__Activity 1__: In the text on candy and sugar, how many grams of sugar does Ilsa's bag actually contain?
__Activity 2__: Rewrite the passage of the text on candy and sugar starting with "I promise not" and going on through "a half days.", changing "kicker" to "catch".
__Activity 3__: List each of the other sources of added sugar named in the text on candy and sugar, in the paragraph beginning "But even if one never eats any dessert at all".

--- Document segment Enclosed Below ---

Interestingly, though, there’s more. The WHO website then goes on to further recommend that, actually, it would be even better if people restricted added sugar to 5 percent of daily calories, or half the amount they recommended just a minute ago, in the previous sentence. http://www.who.int/elena/titles/guidance_summaries/sugars_intake/en/

By this new and improved standard, of course, Ilsa’s candy lasts twice as long, or about two months. This assumes, of course, that she hasn’t eaten added sugar anywhere else in her diet.

But even if one never eats any dessert at all, we know that most people are getting added sugar from other sources in their diet. From juice. From ketchup. From store-bought chicken broth or salad dressing or crackers or mayonnaise or bread or flavored yogurts… you get the idea. What this means is that having more than one piece of candy per day is extremely likely to make you exceed your recommended daily limit of sugar. So if you can manage to limit your kids candy consumption to one piece per day (dare we hope for every other day?) that’s best. That’s the first take-away.

But there’s another, more important take-away; it starts with the fact that one pound of sugar is equal to approximately 454 grams. If Ilsa had brought home a three pound bag full of sugar- just sugar, without nuts or rice crisps or additives or any other ingredients- it would amount to… 1362 grams. So, working backwards, knowing that her bag actually contains 795 grams of sugar tells us that her bag is just over fifty percent pure sugar.

Caution: feet are not edible

I promise not to ask you what time the two trains will meet. But here’s the kicker: weighing in at three pounds, Ilsa’s bag contains, roughly, a pound and a half of pure sugar, right? As we’ve already concluded, this means that the WHO would recommend she eat her candy over the course of a month or two, but really more like three or four if you include the fact that she will very likely be getting added sugar from some other sources in her diet.

Meanwhile, according to Livestrong.com, the average American eats three pounds of sugar per week. https://www.livestrong.com/article/474832-recommended-grams-of-sugar-per-day/  So what the WHO is recommending Ilsa eat in one or two months, the average American is consuming it’s equivalent in… (wait for it)… three and a half days.

--- End of Enclosed Document segment ---
--- Data excerpt Enclosed Below ---

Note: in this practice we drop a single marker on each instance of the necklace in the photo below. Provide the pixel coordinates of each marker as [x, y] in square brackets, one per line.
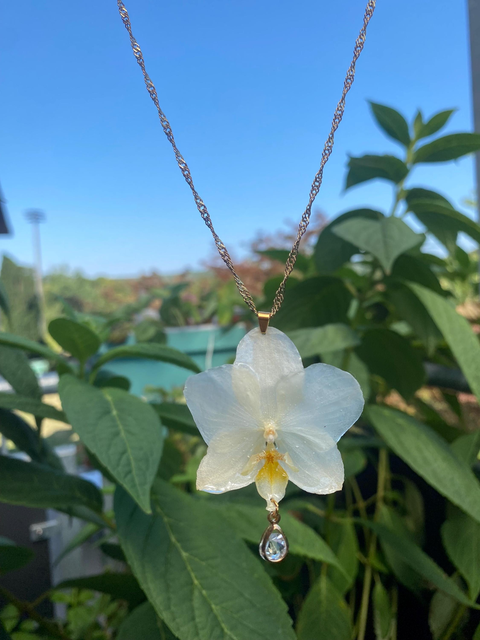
[265, 418]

--- End of Enclosed Data excerpt ---

__Exercise response 1__: 795 grams

__Exercise response 2__:
I promise not to ask you what time the two trains will meet. But here’s the catch: weighing in at three pounds, Ilsa’s bag contains, roughly, a pound and a half of pure sugar, right? As we’ve already concluded, this means that the WHO would recommend she eat her candy over the course of a month or two, but really more like three or four if you include the fact that she will very likely be getting added sugar from some other sources in her diet.

Meanwhile, according to Livestrong.com, the average American eats three pounds of sugar per week. https://www.livestrong.com/article/474832-recommended-grams-of-sugar-per-day/  So what the WHO is recommending Ilsa eat in one or two months, the average American is consuming it’s equivalent in… (wait for it)… three and a half days.

__Exercise response 3__:
- juice
- ketchup
- store-bought chicken broth
- salad dressing
- crackers
- mayonnaise
- bread
- flavored yogurts